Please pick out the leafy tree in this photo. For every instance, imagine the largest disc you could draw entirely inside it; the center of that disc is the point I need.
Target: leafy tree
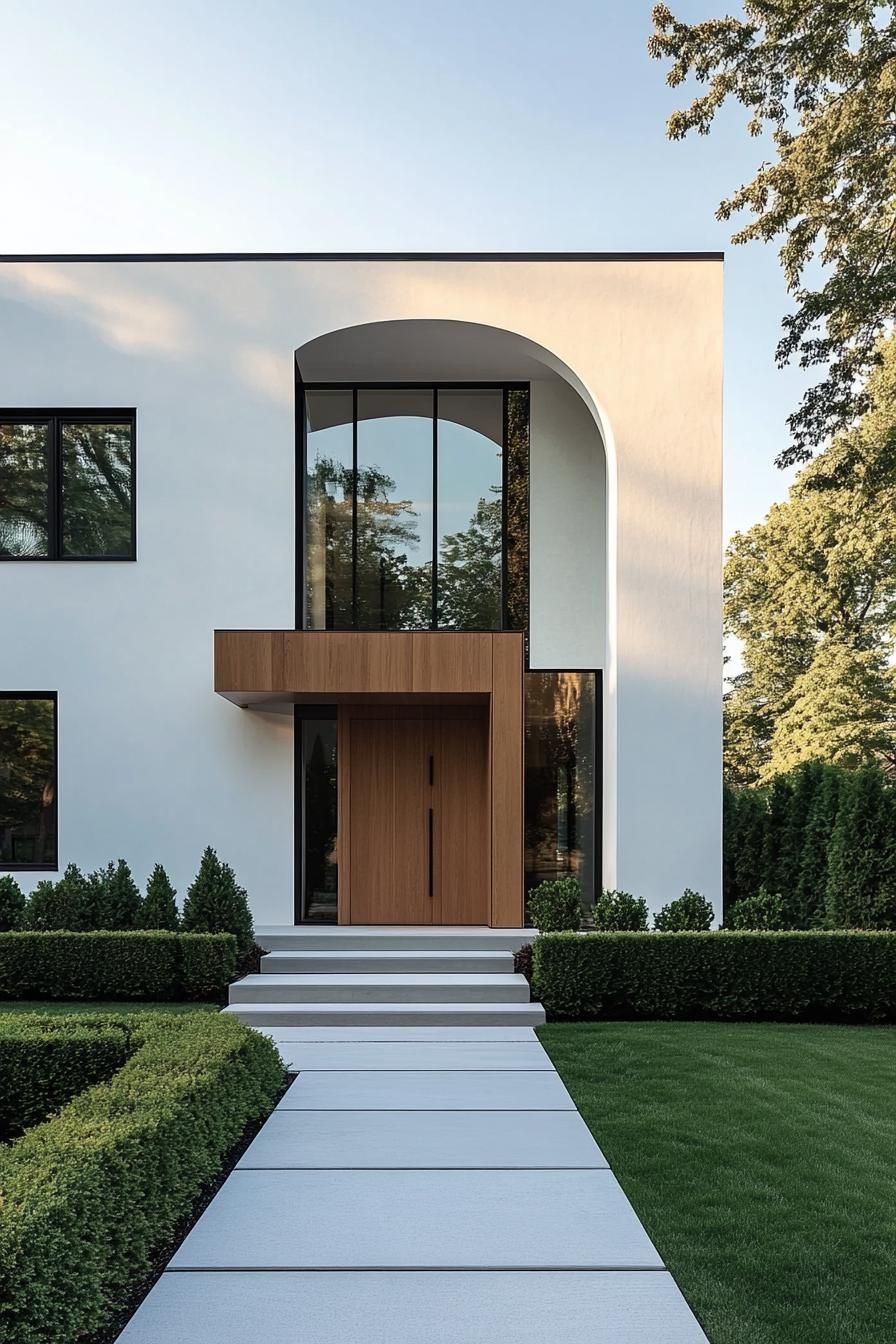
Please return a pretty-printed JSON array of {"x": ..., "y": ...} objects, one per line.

---

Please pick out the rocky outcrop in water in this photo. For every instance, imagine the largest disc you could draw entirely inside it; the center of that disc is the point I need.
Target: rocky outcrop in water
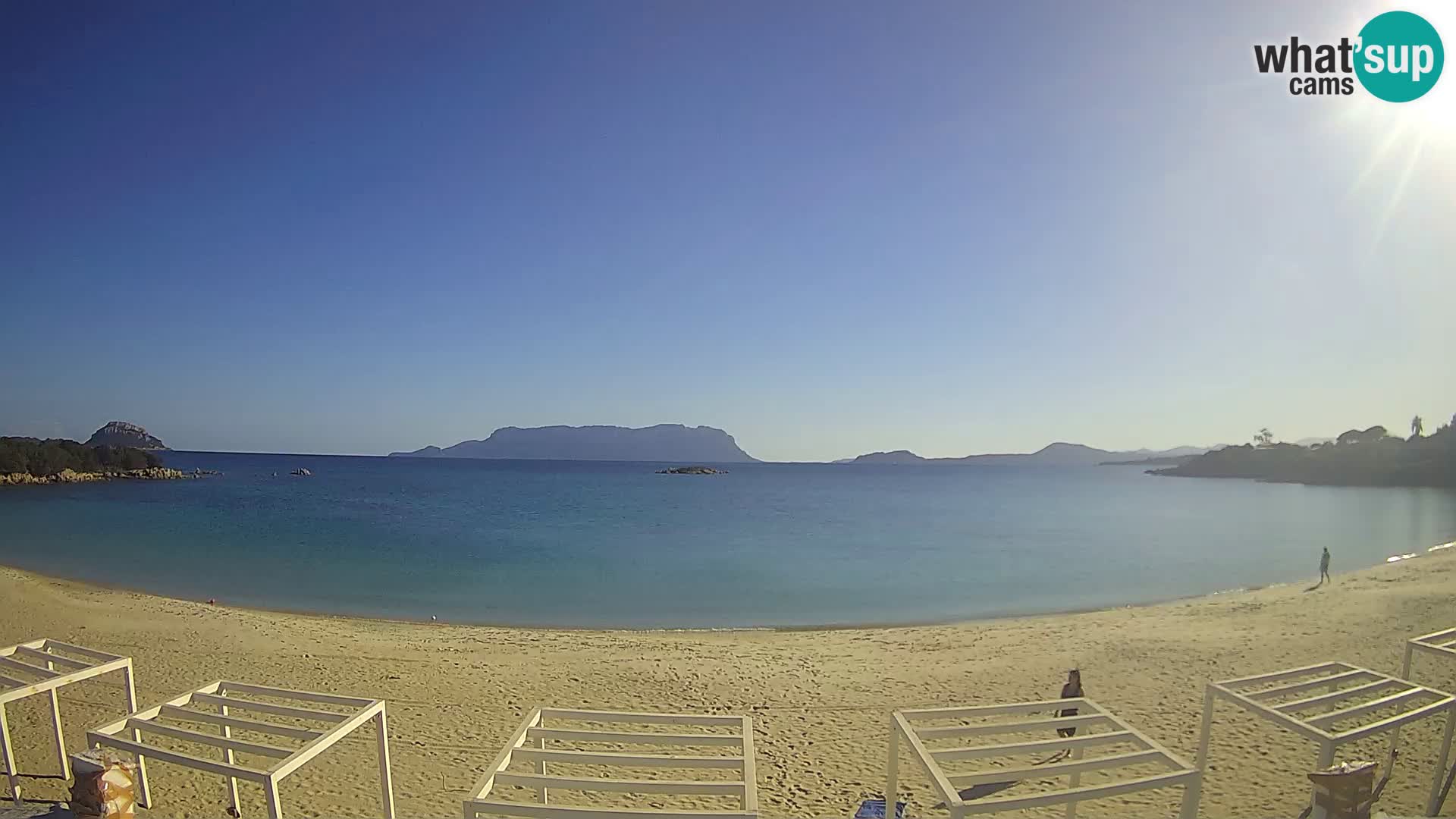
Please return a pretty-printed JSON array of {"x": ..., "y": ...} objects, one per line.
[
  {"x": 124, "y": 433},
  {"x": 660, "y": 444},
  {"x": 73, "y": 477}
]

* * *

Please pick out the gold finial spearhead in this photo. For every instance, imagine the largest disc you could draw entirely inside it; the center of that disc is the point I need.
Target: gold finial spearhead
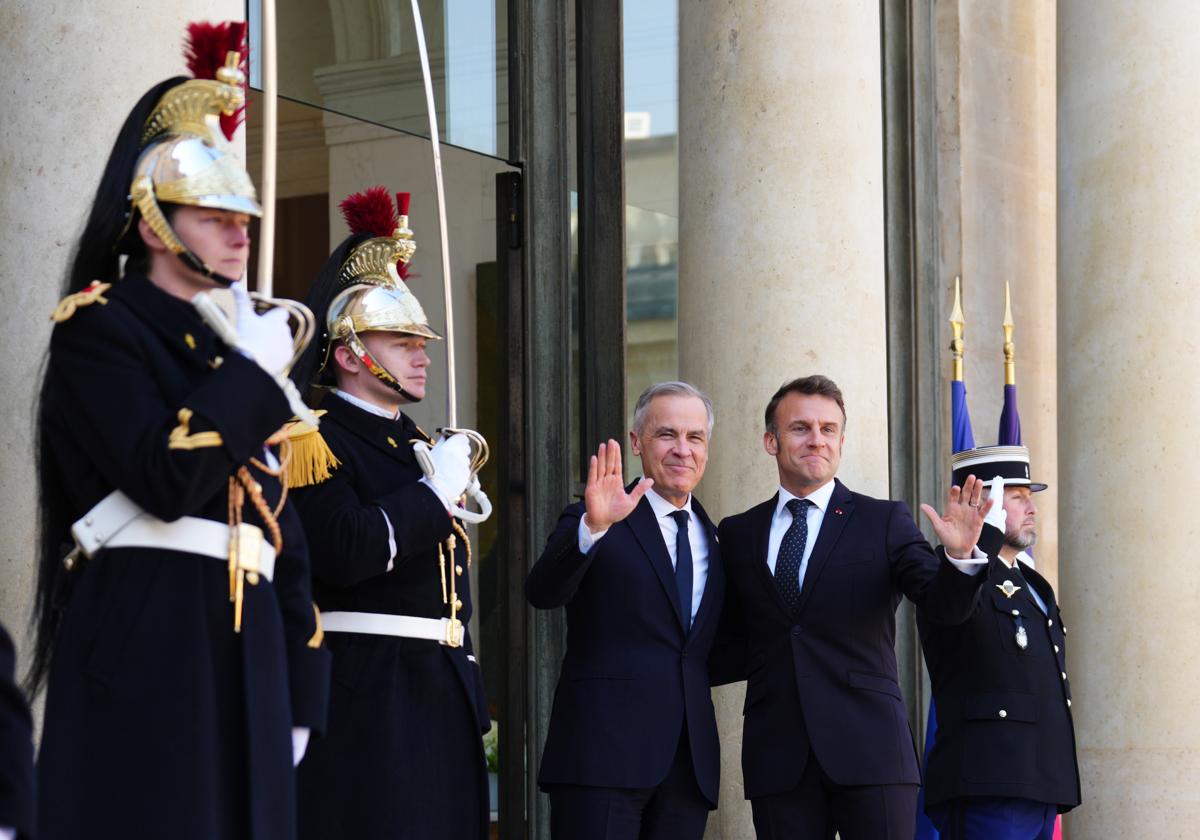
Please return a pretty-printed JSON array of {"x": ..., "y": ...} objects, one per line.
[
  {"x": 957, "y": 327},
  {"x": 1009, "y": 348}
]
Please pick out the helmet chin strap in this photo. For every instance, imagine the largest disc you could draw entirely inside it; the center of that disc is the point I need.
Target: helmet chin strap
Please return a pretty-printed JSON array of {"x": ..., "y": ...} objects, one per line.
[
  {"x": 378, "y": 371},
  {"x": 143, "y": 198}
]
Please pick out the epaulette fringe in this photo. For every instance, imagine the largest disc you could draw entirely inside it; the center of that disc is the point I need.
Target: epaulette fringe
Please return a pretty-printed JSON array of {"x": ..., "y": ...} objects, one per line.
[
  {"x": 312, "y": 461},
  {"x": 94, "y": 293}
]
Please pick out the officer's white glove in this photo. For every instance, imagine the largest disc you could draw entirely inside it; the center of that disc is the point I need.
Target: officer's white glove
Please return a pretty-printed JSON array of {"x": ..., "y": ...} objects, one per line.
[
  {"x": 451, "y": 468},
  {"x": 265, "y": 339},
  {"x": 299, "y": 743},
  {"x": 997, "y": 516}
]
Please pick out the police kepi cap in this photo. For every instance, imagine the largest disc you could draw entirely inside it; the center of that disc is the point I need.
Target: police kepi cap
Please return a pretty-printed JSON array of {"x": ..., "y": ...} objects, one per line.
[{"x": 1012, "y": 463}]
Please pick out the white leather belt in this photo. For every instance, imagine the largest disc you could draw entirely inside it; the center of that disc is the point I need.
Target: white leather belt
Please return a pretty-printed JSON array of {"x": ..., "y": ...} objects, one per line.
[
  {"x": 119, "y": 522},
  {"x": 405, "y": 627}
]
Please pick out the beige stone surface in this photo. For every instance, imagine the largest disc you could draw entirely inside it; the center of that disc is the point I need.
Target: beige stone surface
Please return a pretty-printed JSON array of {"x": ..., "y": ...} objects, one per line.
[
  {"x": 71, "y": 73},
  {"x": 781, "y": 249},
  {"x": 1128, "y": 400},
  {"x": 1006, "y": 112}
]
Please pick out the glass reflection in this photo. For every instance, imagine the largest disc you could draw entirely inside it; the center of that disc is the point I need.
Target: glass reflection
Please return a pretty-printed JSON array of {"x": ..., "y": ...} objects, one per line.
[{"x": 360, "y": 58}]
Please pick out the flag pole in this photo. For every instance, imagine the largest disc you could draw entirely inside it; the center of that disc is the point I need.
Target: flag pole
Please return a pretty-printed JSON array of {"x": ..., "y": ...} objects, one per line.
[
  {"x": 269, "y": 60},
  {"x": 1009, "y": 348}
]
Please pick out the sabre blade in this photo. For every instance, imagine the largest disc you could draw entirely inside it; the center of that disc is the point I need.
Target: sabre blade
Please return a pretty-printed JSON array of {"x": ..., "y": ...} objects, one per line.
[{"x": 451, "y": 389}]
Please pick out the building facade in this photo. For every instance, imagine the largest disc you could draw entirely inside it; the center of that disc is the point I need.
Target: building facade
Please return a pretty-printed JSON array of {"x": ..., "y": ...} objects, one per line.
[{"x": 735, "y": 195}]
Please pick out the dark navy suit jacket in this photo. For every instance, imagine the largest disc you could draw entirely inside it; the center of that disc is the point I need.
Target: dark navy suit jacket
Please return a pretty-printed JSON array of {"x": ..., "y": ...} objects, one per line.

## WHAT YOU WILL DO
Please return each line from the rows above that contains the word "flag".

## FULL SOLUTION
Please pick out the flag pole in this photo. For every instance, imagine the largest disc you could draw entirely inside it; the center of that disc is the point I need.
Target: flag pole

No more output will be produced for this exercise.